Only the lines starting at the one that contains "trunk. Tag each instance with a single point." and running to the end should be repeated, exactly as written.

** START GIVEN RECORDS **

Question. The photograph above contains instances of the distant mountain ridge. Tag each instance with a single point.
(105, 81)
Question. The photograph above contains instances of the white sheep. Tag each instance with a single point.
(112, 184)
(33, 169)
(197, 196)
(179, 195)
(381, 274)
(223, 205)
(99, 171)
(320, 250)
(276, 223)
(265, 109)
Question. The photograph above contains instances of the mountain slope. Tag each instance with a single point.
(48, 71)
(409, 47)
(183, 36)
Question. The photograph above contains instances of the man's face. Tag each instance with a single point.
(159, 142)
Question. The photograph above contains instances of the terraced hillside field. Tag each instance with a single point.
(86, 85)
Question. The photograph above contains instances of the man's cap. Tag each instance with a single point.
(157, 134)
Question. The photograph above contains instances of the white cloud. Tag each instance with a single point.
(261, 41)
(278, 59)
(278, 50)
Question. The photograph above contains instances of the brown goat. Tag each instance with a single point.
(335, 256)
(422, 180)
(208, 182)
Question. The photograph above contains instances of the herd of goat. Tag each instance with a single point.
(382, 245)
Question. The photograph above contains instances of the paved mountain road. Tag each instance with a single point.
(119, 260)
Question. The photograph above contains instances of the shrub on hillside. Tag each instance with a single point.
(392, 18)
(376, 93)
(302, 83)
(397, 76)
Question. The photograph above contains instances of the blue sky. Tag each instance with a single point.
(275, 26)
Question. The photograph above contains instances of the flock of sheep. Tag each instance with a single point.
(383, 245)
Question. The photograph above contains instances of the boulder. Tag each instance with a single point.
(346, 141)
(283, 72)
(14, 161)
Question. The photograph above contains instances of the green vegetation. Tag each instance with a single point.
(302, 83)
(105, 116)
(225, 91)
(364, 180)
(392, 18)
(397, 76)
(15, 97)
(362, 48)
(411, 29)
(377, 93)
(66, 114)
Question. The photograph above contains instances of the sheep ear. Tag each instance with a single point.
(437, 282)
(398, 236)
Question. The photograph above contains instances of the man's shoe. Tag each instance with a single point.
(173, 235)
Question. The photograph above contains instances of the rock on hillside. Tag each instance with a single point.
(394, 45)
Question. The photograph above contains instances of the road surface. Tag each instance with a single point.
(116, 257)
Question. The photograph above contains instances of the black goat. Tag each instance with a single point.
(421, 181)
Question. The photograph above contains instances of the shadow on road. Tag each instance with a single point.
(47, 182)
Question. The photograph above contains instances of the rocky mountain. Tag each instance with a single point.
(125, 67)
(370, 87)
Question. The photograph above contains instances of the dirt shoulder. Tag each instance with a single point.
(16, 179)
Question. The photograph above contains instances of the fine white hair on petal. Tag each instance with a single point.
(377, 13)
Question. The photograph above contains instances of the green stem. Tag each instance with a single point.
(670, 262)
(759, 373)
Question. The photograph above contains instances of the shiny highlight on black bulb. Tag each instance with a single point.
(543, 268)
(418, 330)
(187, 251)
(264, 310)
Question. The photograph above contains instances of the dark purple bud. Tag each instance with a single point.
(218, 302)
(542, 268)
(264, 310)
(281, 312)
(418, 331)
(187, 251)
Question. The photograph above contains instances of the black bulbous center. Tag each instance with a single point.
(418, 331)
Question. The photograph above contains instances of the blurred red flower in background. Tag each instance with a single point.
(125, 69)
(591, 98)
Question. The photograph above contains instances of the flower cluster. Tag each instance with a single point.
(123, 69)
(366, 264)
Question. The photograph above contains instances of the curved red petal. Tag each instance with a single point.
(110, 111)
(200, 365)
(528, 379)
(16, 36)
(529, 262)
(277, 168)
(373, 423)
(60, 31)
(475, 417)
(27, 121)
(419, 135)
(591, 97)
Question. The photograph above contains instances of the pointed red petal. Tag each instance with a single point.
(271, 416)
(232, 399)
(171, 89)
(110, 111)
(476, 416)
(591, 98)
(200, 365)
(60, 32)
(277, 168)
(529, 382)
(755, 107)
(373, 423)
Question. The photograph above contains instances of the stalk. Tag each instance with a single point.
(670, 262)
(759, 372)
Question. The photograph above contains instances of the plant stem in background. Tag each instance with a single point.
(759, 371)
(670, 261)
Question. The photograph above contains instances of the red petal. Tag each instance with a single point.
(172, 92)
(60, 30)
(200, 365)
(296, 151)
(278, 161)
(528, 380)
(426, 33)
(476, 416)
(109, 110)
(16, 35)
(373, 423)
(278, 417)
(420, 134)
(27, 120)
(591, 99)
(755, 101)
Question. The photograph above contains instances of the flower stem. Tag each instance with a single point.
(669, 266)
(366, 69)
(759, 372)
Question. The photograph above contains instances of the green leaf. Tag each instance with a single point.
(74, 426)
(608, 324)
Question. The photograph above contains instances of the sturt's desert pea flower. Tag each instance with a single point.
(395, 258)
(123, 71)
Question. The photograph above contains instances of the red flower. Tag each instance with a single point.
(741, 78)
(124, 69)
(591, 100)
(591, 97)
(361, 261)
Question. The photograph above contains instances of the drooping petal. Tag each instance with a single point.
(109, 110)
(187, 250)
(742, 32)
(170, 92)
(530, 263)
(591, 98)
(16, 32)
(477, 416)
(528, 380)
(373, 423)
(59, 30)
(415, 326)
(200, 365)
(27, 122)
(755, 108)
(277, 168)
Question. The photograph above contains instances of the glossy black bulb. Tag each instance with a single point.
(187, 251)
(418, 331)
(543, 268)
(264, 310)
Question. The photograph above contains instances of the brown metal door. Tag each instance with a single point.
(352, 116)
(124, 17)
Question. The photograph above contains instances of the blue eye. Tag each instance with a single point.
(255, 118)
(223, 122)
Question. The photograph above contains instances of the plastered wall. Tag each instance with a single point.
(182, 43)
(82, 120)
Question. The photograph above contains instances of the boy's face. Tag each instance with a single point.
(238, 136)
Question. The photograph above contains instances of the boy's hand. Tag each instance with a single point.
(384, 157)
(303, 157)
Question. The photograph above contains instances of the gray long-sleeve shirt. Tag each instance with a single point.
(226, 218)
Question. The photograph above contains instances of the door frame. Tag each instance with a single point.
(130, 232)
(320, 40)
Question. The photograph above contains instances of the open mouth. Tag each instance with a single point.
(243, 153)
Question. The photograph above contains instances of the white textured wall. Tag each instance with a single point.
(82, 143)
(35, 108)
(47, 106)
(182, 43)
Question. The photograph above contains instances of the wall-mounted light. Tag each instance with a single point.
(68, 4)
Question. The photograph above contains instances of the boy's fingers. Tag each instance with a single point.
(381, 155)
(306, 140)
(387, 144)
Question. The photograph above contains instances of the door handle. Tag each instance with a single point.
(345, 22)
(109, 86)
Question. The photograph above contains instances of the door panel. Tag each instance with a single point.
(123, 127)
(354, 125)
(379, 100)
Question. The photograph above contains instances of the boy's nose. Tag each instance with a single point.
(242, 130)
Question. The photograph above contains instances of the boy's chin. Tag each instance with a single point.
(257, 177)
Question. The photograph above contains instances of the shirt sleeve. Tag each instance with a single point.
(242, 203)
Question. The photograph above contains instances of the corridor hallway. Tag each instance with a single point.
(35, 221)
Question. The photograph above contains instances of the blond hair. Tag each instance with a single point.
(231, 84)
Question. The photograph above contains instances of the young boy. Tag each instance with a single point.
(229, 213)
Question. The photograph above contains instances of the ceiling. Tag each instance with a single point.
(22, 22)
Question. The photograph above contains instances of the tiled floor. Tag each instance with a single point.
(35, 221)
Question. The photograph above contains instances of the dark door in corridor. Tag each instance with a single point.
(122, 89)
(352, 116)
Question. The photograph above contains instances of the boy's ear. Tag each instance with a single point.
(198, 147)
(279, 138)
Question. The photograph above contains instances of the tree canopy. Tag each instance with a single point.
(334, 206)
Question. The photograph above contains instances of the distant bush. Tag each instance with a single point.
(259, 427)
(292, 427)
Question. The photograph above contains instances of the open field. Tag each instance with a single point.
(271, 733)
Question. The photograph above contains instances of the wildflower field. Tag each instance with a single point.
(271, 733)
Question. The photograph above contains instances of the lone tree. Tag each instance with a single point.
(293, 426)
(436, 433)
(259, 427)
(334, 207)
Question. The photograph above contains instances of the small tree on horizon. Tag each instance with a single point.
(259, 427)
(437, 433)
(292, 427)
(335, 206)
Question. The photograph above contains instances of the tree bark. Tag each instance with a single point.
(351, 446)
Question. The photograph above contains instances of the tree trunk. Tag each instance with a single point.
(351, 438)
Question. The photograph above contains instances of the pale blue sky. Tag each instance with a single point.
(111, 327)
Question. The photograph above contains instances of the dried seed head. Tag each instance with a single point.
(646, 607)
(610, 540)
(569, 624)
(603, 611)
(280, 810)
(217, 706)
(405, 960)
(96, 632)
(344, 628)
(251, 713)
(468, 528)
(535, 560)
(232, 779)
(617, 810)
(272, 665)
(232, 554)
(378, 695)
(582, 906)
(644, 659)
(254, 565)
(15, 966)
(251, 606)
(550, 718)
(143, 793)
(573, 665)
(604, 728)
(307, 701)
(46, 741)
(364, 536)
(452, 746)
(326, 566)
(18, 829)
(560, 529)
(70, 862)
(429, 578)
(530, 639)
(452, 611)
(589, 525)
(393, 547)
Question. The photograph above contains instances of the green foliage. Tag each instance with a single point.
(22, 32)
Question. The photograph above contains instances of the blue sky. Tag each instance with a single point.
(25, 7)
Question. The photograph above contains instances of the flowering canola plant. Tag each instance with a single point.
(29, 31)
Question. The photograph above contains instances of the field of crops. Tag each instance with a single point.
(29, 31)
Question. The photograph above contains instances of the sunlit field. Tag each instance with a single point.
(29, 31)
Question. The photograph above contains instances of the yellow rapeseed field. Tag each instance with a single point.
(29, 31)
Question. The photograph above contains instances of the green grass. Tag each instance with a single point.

** END GIVEN RECORDS **

### FULL RESPONSE
Question. The photograph above contains instances of the tree trunk. Tag each instance with a single point.
(351, 438)
Question. The photograph above contains instances of the pale blue sky. Tag each instance with a single point.
(111, 327)
Question. The photograph above contains instances of the dried seed head. Tag each instance with a single point.
(646, 607)
(610, 540)
(569, 624)
(603, 611)
(280, 810)
(217, 706)
(405, 960)
(96, 632)
(344, 628)
(251, 713)
(468, 528)
(535, 560)
(232, 779)
(617, 810)
(272, 665)
(232, 554)
(378, 695)
(582, 906)
(644, 659)
(254, 565)
(15, 966)
(251, 606)
(550, 718)
(143, 793)
(573, 665)
(604, 728)
(307, 701)
(46, 741)
(364, 536)
(452, 746)
(326, 566)
(18, 829)
(560, 529)
(70, 862)
(429, 578)
(530, 639)
(452, 611)
(589, 525)
(393, 547)
Question. The photograph above contains instances of the green foliage. Tag each instance with a single point.
(22, 32)
Question. The photograph above contains instances of the blue sky. Tag each instance with a single point.
(25, 7)
Question. The photograph above contains instances of the flowering canola plant. Tag each instance with a single point.
(29, 31)
Question. The photograph above contains instances of the field of crops. Tag each instance with a single point.
(29, 31)
Question. The photograph above contains instances of the sunlit field. Tag each instance with a single point.
(29, 31)
Question. The photograph above contains instances of the yellow rapeseed field. Tag each instance with a single point.
(29, 31)
Question. The photograph above contains instances of the green grass. Tag each instance with a single point.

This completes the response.